# Entries provided start

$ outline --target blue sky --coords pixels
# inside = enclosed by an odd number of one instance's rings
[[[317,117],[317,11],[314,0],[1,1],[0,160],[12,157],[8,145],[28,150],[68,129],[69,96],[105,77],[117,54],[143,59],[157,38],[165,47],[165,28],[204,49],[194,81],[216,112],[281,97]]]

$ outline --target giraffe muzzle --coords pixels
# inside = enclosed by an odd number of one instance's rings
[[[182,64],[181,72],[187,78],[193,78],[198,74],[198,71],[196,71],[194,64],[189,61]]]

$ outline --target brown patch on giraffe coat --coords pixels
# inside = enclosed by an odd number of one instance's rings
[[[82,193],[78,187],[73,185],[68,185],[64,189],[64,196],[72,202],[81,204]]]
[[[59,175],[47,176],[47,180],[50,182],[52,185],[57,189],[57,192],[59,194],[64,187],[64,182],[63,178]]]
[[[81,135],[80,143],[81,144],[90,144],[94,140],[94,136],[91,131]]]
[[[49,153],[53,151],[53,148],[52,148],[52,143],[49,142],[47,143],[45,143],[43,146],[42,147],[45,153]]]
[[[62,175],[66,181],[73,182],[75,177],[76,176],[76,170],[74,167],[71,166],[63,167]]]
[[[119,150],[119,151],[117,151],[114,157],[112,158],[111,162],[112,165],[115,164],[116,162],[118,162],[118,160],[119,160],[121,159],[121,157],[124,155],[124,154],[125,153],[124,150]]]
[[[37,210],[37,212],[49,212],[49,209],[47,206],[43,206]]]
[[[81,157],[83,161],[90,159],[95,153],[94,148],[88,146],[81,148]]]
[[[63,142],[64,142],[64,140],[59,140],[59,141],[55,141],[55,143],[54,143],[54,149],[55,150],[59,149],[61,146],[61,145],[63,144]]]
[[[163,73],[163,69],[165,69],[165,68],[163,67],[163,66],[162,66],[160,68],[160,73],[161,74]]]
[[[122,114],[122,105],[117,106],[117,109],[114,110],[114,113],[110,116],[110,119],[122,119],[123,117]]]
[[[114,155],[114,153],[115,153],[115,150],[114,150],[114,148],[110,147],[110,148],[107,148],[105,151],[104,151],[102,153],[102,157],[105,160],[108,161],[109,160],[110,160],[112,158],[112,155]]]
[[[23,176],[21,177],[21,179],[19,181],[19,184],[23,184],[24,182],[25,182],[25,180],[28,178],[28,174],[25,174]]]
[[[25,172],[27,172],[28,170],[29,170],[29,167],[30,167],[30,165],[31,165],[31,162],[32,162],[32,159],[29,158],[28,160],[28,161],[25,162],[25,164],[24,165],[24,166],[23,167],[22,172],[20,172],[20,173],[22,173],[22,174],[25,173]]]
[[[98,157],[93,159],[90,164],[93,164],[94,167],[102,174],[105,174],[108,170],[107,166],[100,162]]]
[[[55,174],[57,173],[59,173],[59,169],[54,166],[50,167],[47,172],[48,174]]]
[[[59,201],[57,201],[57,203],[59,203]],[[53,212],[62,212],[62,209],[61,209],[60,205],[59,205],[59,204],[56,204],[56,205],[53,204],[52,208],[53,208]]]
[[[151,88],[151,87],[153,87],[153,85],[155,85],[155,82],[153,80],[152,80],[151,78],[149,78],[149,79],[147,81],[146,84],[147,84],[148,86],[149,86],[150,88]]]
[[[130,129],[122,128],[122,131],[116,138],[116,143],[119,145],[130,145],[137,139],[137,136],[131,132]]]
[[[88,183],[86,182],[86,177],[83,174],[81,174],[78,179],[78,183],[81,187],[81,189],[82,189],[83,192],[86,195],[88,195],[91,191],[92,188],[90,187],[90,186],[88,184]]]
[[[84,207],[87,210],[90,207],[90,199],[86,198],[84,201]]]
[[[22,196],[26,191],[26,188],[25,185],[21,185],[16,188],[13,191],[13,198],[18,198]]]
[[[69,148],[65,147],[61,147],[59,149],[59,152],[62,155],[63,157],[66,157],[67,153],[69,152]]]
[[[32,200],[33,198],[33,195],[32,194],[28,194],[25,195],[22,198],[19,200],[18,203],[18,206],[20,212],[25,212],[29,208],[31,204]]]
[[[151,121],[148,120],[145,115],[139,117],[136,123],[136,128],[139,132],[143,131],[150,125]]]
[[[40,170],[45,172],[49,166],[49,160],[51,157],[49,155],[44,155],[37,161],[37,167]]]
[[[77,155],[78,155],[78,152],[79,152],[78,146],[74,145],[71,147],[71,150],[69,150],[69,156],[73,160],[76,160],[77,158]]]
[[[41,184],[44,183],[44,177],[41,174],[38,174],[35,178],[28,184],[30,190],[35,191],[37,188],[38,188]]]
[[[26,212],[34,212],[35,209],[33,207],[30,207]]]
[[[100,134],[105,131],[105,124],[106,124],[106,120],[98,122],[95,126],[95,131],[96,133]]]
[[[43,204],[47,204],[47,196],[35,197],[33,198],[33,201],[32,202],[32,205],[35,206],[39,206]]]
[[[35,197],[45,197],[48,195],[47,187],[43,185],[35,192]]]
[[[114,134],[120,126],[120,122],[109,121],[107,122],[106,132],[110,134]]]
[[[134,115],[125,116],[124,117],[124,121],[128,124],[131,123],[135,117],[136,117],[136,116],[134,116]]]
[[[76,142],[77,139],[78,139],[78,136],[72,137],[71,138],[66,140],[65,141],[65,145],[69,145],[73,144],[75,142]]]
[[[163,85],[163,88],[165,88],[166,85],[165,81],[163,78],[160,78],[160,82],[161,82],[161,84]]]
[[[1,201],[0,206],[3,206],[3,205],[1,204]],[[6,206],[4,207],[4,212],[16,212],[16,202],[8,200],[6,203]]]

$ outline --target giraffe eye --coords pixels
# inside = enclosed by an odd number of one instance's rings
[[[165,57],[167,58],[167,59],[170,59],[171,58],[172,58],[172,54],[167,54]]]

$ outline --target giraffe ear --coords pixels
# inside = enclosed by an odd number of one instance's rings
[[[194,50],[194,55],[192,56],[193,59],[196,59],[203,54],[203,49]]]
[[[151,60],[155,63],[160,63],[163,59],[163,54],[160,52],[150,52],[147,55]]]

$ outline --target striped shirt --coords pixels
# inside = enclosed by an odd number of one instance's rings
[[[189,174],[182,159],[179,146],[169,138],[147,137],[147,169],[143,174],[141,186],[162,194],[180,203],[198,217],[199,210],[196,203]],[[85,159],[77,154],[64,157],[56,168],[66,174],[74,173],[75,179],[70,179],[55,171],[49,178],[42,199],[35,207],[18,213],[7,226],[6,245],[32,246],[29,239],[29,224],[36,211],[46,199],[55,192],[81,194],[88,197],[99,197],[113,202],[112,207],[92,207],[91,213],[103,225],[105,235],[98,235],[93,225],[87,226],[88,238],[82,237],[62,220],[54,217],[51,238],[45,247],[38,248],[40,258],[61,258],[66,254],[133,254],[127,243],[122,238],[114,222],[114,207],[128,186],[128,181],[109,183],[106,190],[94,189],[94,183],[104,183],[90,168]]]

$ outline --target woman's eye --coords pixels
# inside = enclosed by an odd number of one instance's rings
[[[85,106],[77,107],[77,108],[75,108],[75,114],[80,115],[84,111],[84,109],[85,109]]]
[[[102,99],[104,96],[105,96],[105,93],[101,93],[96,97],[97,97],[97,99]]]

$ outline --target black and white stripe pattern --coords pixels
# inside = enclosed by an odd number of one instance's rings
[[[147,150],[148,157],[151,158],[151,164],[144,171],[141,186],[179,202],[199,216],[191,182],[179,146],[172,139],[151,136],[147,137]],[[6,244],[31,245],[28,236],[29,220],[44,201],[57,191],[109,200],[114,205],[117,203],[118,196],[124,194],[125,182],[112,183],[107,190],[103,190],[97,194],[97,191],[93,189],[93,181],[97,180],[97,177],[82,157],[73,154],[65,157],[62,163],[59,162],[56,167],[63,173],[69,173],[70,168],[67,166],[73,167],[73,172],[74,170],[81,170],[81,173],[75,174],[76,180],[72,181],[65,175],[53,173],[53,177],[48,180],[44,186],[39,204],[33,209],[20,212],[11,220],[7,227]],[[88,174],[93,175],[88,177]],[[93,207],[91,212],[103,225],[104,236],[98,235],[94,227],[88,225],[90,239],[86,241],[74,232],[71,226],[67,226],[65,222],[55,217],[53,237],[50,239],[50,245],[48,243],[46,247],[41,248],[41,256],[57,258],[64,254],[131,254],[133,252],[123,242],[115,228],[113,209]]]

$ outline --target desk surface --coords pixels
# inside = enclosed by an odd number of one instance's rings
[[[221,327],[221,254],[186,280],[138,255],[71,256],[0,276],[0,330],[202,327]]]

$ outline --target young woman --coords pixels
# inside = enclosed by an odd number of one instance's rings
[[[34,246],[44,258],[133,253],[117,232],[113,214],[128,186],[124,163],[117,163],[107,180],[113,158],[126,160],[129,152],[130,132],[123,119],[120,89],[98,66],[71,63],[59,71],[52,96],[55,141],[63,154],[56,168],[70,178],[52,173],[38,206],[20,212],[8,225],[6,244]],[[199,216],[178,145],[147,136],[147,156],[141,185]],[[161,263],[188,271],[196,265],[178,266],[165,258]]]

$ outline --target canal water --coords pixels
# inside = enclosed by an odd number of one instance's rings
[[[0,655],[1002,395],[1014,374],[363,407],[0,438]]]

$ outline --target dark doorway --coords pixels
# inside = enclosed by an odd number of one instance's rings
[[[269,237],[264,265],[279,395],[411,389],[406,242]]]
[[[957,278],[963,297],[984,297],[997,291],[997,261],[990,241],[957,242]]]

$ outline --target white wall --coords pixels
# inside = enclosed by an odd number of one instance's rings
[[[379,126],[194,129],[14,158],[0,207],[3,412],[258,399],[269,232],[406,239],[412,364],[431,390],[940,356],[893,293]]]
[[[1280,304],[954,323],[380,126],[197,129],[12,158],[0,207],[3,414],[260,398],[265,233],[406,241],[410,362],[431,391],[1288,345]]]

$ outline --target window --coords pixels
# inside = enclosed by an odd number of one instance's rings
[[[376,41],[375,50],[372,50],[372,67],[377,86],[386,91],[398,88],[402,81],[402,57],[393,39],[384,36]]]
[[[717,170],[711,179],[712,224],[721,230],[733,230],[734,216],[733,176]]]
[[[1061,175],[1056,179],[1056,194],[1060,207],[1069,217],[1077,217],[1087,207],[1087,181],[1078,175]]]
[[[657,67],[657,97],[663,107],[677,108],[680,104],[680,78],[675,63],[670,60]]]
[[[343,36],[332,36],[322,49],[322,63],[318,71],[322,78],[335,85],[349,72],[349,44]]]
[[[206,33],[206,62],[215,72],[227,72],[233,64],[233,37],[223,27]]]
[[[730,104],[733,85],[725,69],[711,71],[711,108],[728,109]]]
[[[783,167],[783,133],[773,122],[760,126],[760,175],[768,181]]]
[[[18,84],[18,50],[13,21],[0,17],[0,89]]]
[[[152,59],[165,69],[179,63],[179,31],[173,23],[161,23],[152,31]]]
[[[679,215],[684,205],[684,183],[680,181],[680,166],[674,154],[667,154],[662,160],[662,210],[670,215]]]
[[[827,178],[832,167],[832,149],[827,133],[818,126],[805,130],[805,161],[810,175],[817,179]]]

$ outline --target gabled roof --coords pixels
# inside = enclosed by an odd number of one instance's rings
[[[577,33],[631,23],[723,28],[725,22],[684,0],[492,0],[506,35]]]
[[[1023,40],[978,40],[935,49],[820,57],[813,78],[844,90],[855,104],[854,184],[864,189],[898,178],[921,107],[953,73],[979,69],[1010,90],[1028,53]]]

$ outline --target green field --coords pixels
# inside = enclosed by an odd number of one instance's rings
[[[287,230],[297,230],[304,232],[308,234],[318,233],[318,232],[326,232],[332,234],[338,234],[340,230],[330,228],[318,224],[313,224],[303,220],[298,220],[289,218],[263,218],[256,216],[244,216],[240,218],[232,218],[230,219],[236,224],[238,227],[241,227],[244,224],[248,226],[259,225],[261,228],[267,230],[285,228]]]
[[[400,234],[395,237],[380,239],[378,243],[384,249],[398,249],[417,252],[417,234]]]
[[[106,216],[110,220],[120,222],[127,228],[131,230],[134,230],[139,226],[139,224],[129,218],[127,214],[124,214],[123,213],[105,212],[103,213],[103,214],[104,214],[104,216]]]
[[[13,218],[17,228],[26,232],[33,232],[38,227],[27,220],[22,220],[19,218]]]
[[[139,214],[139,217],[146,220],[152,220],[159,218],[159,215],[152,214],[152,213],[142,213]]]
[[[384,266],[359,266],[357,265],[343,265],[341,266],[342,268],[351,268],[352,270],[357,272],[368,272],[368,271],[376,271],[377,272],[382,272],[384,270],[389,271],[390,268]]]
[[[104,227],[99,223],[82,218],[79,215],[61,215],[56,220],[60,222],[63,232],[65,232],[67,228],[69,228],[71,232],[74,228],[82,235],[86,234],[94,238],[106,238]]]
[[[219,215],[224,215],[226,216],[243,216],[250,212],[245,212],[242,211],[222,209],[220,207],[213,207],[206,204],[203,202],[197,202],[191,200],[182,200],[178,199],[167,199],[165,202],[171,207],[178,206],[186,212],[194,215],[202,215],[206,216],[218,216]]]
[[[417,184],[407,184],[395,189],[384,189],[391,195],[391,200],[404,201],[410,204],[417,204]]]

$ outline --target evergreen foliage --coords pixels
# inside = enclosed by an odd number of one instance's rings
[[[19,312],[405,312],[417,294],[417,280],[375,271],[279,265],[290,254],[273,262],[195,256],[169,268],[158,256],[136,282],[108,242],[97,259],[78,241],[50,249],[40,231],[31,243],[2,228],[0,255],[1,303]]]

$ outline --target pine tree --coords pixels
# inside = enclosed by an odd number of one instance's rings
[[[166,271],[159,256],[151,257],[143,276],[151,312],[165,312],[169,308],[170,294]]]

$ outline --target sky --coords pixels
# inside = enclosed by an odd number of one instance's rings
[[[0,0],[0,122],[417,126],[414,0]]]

# Entries provided end

→ **What is required**
Begin at the line of the listing that has "--target sky --coords pixels" and stop after the final line of the listing. Rewrite only those lines, request lines included, with each pixel coordinate in the polygon outlines multiplied by 2.15 and rounded to a whole number (halves up); leave the request lines unchanged.

→ **Exercise result**
$ outline --target sky --coords pixels
# inside = enclosed by an odd number of one instance's rings
[[[0,0],[0,262],[897,271],[890,0]]]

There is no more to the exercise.